- WHAT YOU ARE ASKED TO DO:
Exact reproduction of every entry is required.

☆ ☆ ☆

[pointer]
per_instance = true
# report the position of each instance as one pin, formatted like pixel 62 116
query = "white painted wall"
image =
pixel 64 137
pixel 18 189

☆ ☆ ☆

- TASK OUTPUT:
[pointer]
per_instance = true
# report the position of each instance as one pin, formatted like pixel 62 116
query = "white painted wall"
image =
pixel 64 137
pixel 18 189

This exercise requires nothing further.